• _Exercise brief_
Add 14 to every coordinate in the answer points for the stretch of rows that opens with the line containing "One point per instance, each like (173, 204)." and runs through the end of the rows. Then write out every line of that stretch again, leaving all other lines and the sample points in the wording unchanged.

• _Provided records_
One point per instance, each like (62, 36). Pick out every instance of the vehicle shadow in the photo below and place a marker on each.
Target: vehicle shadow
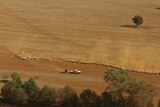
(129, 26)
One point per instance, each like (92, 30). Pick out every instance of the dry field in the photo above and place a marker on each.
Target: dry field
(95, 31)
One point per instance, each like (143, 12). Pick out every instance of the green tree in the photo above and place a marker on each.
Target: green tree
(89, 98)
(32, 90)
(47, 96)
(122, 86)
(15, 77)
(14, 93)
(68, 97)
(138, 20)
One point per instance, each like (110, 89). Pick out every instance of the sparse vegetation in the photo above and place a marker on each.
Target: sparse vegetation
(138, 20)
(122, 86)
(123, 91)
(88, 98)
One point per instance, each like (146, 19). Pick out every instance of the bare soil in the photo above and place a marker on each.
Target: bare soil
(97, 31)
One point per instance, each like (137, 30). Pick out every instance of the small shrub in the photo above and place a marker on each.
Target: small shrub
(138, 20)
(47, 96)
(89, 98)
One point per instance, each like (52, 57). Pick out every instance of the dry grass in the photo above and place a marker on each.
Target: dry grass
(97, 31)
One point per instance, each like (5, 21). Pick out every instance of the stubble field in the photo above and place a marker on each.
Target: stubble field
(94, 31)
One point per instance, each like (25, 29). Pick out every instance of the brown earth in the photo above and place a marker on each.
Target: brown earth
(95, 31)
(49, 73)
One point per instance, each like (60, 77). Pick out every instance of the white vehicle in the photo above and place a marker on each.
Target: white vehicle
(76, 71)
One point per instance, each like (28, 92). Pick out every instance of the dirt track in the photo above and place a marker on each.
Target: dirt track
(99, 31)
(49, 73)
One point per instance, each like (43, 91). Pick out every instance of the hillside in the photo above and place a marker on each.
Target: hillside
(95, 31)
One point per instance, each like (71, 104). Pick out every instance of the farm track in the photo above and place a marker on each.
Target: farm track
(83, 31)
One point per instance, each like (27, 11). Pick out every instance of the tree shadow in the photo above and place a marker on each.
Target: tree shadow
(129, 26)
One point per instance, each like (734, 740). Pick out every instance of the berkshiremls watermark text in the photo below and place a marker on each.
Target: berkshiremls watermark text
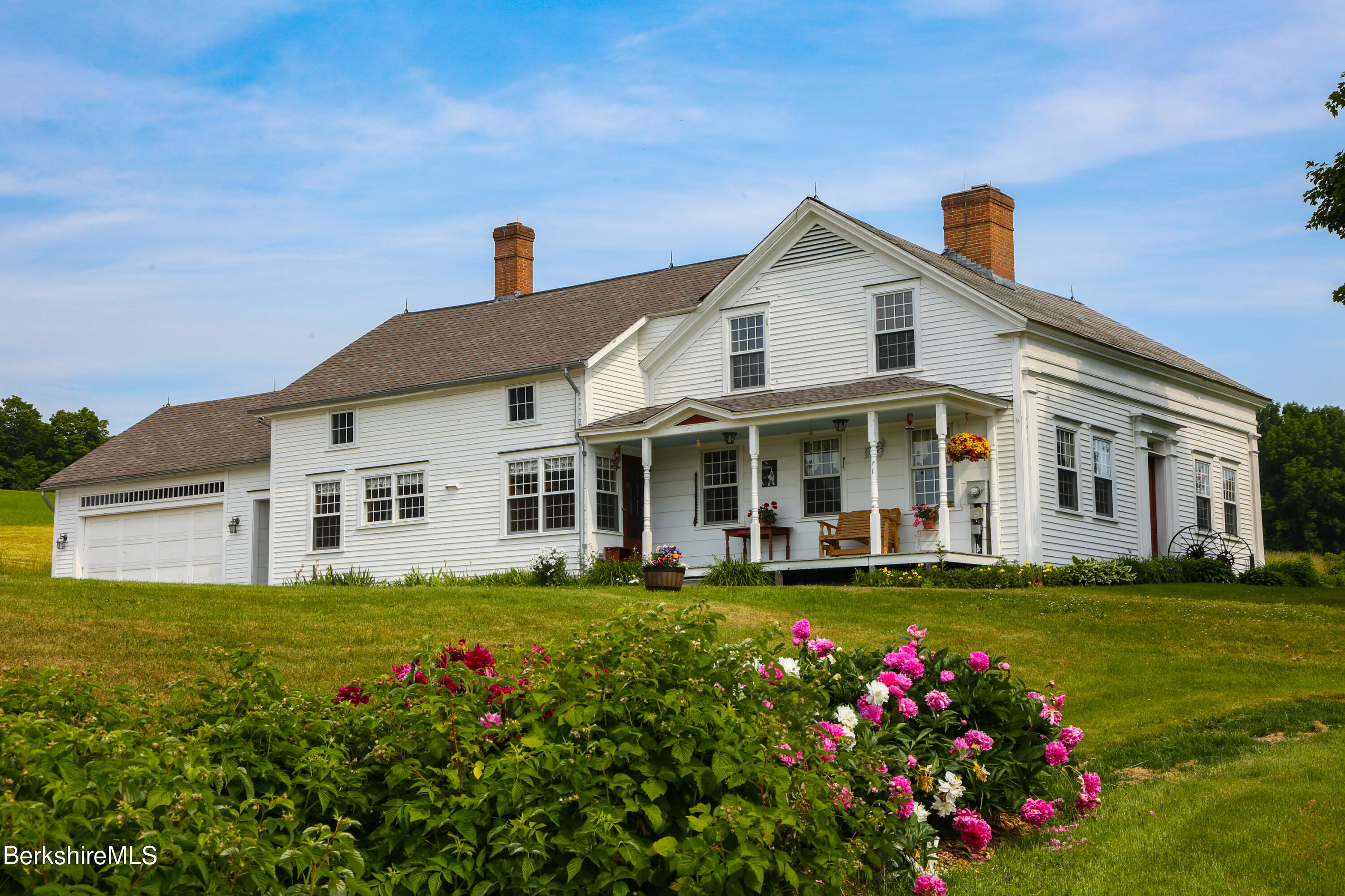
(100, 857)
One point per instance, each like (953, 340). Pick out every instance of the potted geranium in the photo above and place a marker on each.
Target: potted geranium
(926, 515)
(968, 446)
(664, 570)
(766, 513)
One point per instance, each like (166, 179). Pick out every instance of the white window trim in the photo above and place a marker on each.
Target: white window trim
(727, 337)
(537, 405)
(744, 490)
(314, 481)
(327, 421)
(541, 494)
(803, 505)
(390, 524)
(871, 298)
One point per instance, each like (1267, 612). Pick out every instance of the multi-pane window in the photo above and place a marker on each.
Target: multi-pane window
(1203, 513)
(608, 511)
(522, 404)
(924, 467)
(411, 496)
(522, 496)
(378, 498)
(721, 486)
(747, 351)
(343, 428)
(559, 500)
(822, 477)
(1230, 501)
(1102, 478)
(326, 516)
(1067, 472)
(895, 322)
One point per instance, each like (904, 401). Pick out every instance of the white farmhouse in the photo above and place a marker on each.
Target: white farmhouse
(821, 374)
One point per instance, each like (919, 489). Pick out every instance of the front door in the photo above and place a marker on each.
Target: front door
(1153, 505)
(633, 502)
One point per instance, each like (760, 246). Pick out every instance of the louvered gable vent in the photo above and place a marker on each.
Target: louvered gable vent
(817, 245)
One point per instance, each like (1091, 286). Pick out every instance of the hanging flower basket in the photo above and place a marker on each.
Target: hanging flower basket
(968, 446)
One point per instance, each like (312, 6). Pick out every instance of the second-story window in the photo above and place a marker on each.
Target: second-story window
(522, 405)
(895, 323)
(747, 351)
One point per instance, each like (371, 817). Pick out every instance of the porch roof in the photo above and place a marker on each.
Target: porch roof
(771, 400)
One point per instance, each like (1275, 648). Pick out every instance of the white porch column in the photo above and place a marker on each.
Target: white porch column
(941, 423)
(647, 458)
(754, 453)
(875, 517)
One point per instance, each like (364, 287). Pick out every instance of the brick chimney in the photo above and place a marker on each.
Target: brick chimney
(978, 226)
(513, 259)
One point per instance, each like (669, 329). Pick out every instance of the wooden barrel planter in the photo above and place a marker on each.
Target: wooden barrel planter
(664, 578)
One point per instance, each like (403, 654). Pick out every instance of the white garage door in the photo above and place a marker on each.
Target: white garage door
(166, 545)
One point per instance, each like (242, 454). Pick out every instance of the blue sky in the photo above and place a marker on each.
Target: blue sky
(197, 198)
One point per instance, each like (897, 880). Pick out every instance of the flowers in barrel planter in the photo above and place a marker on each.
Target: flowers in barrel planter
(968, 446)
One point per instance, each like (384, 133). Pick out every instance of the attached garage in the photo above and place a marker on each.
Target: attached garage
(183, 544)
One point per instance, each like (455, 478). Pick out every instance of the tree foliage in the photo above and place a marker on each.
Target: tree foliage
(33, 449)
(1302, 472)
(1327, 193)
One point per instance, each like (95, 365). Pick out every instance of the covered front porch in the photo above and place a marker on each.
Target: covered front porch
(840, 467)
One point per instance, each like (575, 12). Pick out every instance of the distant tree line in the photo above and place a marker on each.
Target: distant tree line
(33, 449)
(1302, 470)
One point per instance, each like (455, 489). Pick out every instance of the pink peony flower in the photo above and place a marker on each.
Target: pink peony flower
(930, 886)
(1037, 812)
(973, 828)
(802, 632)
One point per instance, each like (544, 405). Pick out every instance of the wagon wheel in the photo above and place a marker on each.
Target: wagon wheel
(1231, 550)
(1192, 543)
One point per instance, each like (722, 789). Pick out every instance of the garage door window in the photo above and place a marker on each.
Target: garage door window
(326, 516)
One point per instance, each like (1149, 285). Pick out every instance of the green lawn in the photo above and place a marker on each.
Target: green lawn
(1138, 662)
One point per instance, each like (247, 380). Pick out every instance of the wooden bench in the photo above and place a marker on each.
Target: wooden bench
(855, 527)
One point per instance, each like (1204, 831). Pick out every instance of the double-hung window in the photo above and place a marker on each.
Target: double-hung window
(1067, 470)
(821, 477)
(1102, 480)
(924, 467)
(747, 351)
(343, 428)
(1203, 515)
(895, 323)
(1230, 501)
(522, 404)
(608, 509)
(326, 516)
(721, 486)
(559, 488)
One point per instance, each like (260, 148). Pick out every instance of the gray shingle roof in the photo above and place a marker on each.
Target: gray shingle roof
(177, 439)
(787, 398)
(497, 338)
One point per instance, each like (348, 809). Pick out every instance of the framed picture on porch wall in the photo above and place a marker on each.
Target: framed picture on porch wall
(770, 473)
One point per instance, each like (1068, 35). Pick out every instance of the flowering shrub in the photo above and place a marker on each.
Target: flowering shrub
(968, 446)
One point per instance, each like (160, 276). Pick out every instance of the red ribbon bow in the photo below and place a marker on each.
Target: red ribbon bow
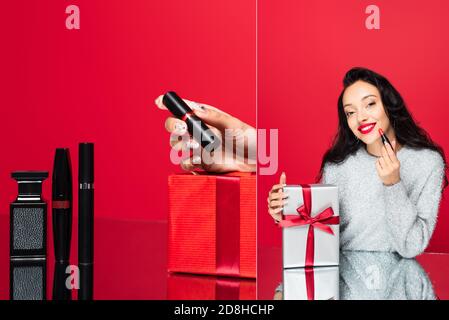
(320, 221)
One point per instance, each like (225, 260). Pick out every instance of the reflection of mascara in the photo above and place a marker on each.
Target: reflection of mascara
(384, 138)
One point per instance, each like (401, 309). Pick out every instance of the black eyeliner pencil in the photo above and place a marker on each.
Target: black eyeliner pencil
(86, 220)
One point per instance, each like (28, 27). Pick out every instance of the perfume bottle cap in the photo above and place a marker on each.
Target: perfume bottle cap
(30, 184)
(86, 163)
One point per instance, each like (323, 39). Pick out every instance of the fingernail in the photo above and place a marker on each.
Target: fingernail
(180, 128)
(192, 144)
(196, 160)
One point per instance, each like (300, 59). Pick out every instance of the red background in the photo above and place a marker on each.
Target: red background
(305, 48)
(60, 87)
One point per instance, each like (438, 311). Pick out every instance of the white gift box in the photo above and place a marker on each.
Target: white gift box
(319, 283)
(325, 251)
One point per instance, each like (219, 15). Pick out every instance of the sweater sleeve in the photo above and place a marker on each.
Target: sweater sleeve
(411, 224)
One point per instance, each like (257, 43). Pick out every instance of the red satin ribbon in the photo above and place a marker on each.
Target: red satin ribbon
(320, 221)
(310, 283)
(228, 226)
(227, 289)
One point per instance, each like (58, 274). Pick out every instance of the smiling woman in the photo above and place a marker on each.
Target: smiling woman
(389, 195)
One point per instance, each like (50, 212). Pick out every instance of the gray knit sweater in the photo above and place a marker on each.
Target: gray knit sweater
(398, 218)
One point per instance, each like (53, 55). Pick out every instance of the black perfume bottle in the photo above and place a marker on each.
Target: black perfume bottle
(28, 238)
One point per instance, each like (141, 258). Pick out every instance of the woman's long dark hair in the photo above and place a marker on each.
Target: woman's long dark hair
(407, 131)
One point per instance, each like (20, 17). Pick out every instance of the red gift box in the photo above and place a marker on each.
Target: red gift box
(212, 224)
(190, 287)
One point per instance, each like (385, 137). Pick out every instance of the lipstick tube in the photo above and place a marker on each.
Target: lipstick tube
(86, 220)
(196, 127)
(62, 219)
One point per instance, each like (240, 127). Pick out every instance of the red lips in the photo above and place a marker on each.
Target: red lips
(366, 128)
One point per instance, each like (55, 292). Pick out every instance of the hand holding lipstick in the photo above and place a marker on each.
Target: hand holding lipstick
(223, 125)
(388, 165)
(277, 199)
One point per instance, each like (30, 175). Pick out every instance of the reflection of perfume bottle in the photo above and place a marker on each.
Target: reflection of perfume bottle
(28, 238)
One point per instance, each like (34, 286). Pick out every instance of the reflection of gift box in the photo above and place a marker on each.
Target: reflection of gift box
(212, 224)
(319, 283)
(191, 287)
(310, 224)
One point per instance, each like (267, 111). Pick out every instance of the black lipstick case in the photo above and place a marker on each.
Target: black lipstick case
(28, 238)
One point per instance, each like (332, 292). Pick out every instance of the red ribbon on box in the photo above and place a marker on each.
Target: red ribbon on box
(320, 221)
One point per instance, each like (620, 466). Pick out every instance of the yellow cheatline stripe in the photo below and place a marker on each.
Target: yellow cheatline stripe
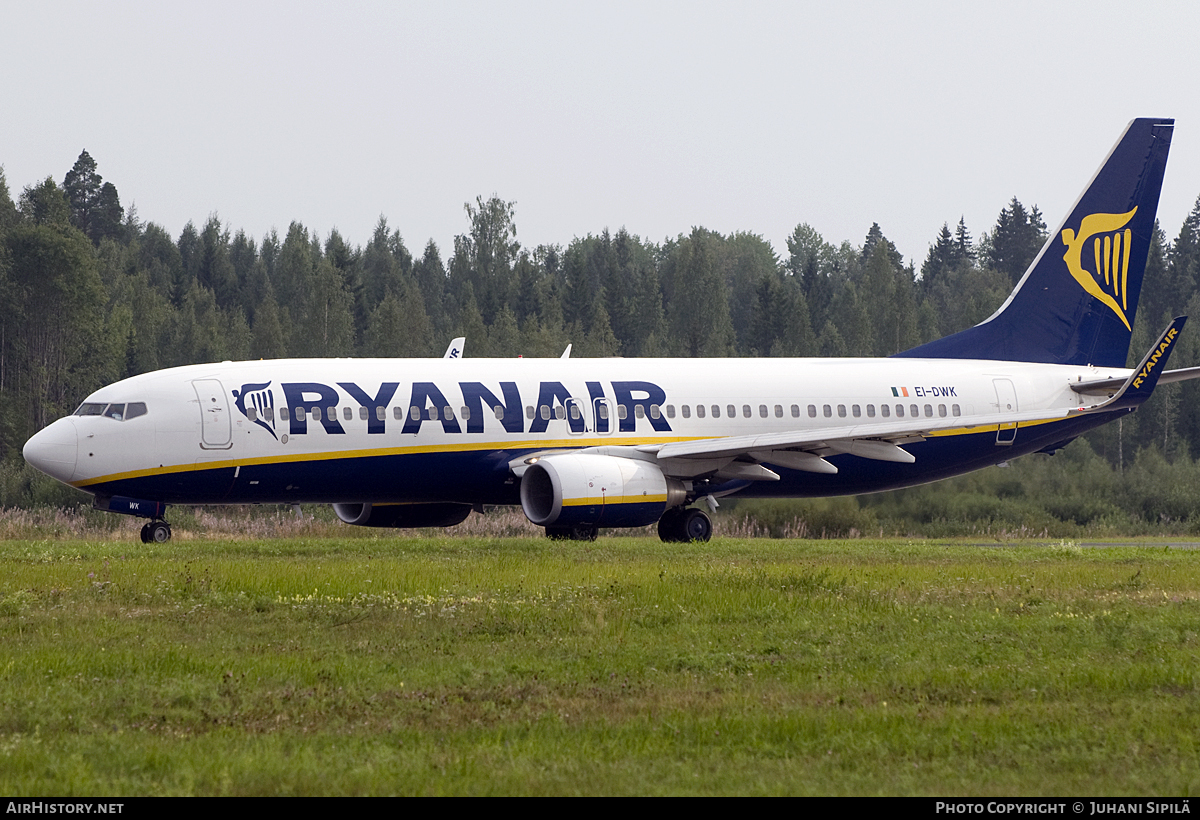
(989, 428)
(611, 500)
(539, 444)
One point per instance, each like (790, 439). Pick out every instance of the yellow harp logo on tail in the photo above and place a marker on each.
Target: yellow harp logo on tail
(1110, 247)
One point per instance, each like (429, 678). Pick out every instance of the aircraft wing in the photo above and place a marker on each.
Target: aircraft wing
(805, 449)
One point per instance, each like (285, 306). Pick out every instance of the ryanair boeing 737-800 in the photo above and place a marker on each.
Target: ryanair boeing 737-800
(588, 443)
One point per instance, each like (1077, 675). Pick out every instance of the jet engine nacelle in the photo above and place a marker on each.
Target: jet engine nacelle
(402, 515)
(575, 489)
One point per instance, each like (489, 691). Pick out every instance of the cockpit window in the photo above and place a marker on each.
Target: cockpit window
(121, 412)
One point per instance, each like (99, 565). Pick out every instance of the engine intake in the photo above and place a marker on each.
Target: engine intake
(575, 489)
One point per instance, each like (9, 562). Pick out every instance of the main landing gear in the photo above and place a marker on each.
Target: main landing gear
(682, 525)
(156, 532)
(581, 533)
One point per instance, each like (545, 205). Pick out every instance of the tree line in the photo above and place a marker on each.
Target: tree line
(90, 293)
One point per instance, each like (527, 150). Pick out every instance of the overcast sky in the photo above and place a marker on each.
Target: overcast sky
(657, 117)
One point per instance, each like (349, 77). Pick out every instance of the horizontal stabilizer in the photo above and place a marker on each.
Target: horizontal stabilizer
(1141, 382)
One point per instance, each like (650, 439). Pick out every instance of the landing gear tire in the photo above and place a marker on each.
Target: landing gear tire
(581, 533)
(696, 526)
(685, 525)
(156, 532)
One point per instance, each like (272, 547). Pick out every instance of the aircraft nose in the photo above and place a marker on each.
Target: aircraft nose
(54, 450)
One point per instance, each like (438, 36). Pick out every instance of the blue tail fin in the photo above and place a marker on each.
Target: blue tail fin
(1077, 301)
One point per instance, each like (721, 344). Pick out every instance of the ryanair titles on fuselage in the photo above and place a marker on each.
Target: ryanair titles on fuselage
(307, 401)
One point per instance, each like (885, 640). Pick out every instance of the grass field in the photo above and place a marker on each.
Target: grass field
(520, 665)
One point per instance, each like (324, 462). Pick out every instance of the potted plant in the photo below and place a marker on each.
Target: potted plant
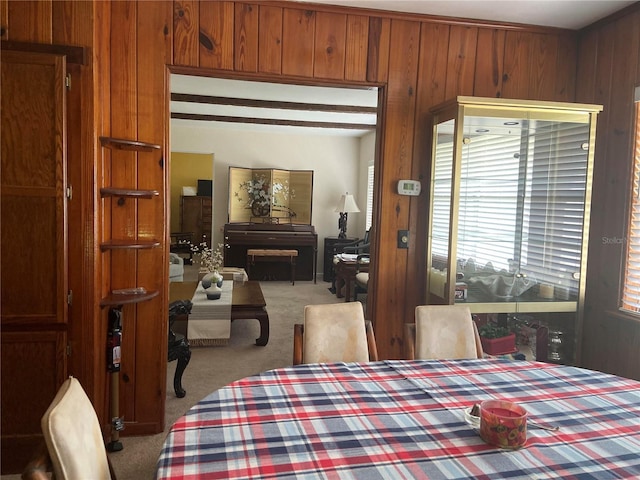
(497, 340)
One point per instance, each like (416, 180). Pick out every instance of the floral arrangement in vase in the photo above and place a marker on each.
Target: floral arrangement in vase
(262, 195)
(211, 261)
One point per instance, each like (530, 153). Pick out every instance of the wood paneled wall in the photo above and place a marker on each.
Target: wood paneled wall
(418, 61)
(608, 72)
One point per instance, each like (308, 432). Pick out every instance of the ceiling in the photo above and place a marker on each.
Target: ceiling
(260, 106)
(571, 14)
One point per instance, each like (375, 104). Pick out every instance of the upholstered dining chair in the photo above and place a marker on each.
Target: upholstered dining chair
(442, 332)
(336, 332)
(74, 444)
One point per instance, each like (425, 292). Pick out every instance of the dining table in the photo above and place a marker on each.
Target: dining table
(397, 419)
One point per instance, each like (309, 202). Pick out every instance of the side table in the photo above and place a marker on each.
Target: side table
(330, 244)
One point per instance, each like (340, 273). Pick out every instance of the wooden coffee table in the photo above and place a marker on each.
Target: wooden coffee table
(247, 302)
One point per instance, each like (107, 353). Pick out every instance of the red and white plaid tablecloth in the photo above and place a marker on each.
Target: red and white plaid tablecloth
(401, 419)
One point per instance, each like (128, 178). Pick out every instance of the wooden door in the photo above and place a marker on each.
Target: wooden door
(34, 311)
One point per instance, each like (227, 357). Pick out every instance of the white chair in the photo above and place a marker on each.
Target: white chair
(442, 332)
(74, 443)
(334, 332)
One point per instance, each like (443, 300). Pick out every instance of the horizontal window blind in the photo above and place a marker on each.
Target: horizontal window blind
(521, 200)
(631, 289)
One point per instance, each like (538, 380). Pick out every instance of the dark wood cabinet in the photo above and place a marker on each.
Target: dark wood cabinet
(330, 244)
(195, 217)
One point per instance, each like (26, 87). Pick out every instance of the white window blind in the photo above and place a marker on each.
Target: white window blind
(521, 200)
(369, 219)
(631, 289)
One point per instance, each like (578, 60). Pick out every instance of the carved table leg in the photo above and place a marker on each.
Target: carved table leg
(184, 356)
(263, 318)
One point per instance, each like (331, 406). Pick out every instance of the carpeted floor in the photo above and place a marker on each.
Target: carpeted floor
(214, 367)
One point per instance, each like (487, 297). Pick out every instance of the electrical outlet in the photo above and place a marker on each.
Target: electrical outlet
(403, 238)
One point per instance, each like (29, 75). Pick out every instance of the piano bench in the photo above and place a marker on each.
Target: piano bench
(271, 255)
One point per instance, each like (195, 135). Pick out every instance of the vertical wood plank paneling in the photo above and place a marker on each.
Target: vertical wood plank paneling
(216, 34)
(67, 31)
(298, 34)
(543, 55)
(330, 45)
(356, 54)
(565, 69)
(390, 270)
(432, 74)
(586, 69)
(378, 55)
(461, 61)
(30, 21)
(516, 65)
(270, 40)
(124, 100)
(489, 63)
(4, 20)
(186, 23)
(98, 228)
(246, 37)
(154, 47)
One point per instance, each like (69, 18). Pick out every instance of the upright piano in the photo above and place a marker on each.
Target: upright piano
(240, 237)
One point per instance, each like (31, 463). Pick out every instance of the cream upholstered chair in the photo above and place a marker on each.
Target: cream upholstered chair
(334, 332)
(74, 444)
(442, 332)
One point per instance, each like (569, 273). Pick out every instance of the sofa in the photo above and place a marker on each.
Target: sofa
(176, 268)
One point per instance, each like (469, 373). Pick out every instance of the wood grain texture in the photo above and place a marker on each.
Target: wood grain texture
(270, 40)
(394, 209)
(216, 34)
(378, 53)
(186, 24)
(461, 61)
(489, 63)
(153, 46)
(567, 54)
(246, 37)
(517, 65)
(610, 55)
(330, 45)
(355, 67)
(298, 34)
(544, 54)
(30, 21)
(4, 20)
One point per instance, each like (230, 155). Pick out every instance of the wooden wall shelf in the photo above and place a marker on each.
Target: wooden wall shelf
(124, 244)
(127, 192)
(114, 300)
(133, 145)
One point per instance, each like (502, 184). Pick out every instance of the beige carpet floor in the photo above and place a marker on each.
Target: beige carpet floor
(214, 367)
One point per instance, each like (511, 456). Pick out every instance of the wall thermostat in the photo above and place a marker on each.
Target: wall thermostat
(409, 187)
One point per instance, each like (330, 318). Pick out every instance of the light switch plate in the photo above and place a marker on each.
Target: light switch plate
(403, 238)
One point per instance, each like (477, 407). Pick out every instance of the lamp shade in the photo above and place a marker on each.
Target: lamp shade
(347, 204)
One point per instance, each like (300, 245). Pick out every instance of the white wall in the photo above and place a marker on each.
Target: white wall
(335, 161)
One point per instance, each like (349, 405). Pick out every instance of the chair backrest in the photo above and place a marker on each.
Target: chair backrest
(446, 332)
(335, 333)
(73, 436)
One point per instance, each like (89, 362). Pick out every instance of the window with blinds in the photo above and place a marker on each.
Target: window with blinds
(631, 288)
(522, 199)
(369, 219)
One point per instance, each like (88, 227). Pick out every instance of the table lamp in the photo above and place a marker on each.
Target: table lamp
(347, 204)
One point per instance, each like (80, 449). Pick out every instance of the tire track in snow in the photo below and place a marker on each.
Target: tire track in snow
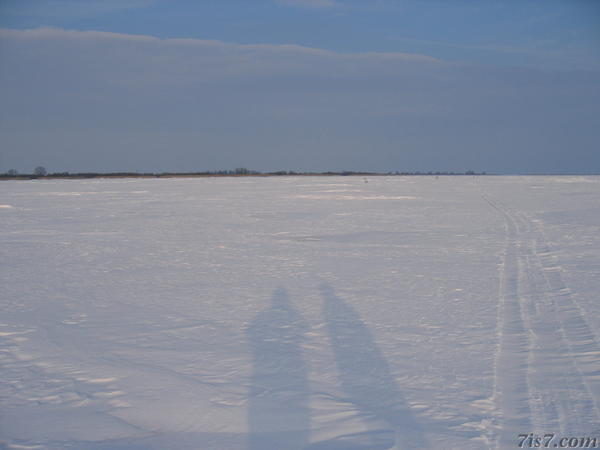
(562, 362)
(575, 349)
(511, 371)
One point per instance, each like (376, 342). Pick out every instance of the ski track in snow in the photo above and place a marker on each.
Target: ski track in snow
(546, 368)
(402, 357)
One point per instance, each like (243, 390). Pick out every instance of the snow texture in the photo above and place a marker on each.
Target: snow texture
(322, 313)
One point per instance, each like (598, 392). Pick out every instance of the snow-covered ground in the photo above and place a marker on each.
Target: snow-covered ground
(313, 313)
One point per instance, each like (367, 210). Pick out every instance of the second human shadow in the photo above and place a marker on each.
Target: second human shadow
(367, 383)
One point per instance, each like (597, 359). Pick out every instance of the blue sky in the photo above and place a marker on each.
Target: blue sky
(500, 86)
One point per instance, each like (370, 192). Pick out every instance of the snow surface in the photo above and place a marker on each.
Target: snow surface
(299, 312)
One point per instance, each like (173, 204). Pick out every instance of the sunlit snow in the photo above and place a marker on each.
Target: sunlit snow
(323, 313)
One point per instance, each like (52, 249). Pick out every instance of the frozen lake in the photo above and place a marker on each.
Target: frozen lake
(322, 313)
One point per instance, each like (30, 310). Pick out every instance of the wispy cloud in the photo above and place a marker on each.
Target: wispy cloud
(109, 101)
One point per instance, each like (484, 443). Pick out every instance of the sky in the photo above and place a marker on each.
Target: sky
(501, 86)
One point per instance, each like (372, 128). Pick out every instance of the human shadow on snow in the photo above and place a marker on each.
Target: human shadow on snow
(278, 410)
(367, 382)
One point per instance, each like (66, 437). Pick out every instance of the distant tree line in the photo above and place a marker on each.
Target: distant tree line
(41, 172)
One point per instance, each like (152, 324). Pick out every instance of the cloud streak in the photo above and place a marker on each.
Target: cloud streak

• _Task output_
One point per instance, each like (173, 204). Pick out every instance of the sunlit snow in the photo above and place a marker on each.
Target: sunlit snow
(337, 327)
One point per instance, each like (52, 249). Pick out every instance of the frozen lake in the photo above and place a marker on each.
Target: frozen lake
(336, 327)
One point per instance, each like (30, 310). Pick out every instance of the wispy cloud in the photo above and place a marker on each.
Target: wispy cloud
(123, 115)
One point per instance, each like (484, 443). Pick out every instance of the sky in the photo above and place a marker on each.
Target: sky
(515, 100)
One point per instance, each like (372, 128). Pick out every instance of the human shadow on snow in the photo above and place a marker on each.
Target: human shadow on snow
(292, 424)
(381, 396)
One point per instance, each like (66, 437). Pick out every instance of the distant tree line in the photo above and place a marker on each.
Target: distant tree line
(55, 186)
One point per instance, each like (152, 324). Pick out every instance of the cloud streak in the photo above and place a marker on each.
Target: cloud streak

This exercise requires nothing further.